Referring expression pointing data
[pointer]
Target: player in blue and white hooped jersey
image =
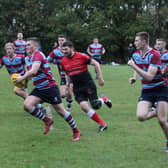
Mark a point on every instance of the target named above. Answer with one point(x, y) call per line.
point(14, 63)
point(55, 57)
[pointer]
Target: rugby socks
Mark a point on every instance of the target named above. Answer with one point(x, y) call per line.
point(69, 101)
point(69, 119)
point(37, 112)
point(94, 116)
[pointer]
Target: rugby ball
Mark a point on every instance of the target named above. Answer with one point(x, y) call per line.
point(14, 77)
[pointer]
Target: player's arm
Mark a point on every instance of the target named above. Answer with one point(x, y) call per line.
point(98, 70)
point(50, 57)
point(133, 79)
point(88, 51)
point(1, 63)
point(103, 50)
point(30, 73)
point(149, 75)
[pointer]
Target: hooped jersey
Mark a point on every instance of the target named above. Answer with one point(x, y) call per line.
point(20, 47)
point(151, 58)
point(76, 68)
point(13, 65)
point(44, 77)
point(55, 57)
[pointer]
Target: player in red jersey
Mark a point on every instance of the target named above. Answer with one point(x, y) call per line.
point(84, 88)
point(14, 63)
point(20, 45)
point(55, 57)
point(45, 89)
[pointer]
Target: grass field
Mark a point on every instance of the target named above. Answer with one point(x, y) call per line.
point(126, 144)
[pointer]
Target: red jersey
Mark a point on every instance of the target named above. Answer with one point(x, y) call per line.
point(76, 64)
point(77, 69)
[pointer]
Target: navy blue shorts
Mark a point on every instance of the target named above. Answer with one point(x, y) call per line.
point(85, 93)
point(50, 95)
point(98, 59)
point(63, 81)
point(155, 95)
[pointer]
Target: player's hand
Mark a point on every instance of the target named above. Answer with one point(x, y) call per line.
point(132, 80)
point(131, 62)
point(101, 82)
point(19, 79)
point(165, 71)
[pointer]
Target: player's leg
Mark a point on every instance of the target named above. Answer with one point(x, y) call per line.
point(31, 105)
point(81, 97)
point(143, 112)
point(20, 92)
point(69, 119)
point(63, 91)
point(96, 102)
point(93, 115)
point(69, 98)
point(53, 97)
point(162, 108)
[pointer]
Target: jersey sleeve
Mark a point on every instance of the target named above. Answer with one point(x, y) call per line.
point(50, 56)
point(37, 58)
point(1, 63)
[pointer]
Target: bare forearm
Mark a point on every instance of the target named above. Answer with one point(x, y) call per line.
point(146, 75)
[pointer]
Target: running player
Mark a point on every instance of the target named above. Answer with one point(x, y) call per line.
point(20, 45)
point(146, 63)
point(14, 63)
point(96, 50)
point(45, 89)
point(55, 57)
point(84, 88)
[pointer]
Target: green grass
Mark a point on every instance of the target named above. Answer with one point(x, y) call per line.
point(126, 144)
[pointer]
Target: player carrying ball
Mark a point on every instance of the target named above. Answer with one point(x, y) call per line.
point(75, 65)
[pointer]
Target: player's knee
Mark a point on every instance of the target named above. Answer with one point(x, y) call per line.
point(15, 91)
point(141, 118)
point(63, 95)
point(162, 121)
point(27, 107)
point(96, 104)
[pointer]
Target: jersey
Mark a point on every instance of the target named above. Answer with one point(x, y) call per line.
point(77, 69)
point(44, 78)
point(55, 57)
point(13, 65)
point(96, 50)
point(164, 58)
point(20, 47)
point(151, 58)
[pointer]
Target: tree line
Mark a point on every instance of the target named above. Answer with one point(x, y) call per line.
point(114, 22)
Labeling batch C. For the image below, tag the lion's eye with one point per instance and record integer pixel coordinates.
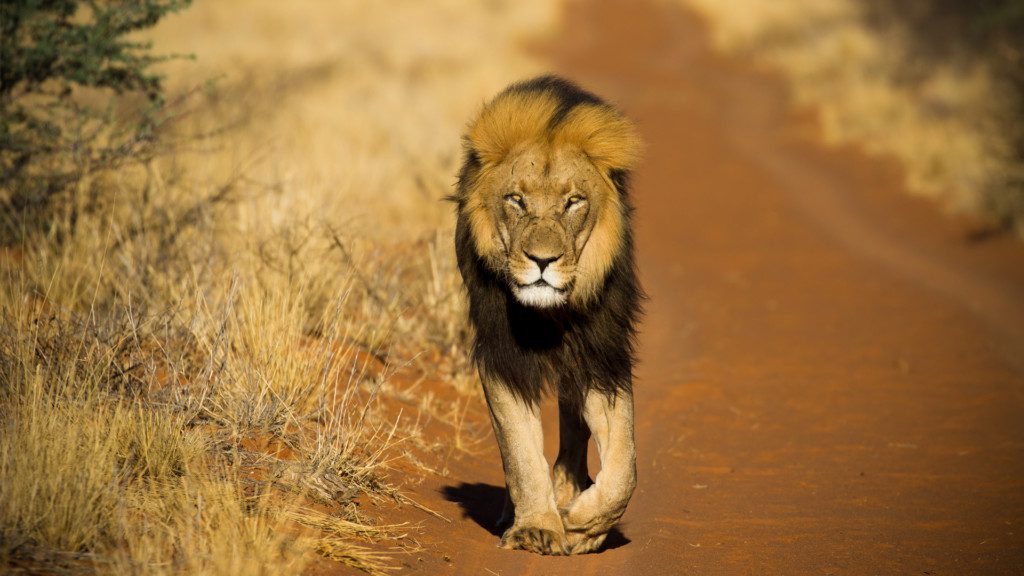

PROBLEM REQUIREMENTS
Which lines of the data include the word "player"? Copy each one.

FINISHED EXERCISE
Target: player in blue and white hooped jersey
Target: player's arm
Target: player in red jersey
Target: player's hand
Target: player's leg
Target: running player
Target: player carrying ball
Target: player's knee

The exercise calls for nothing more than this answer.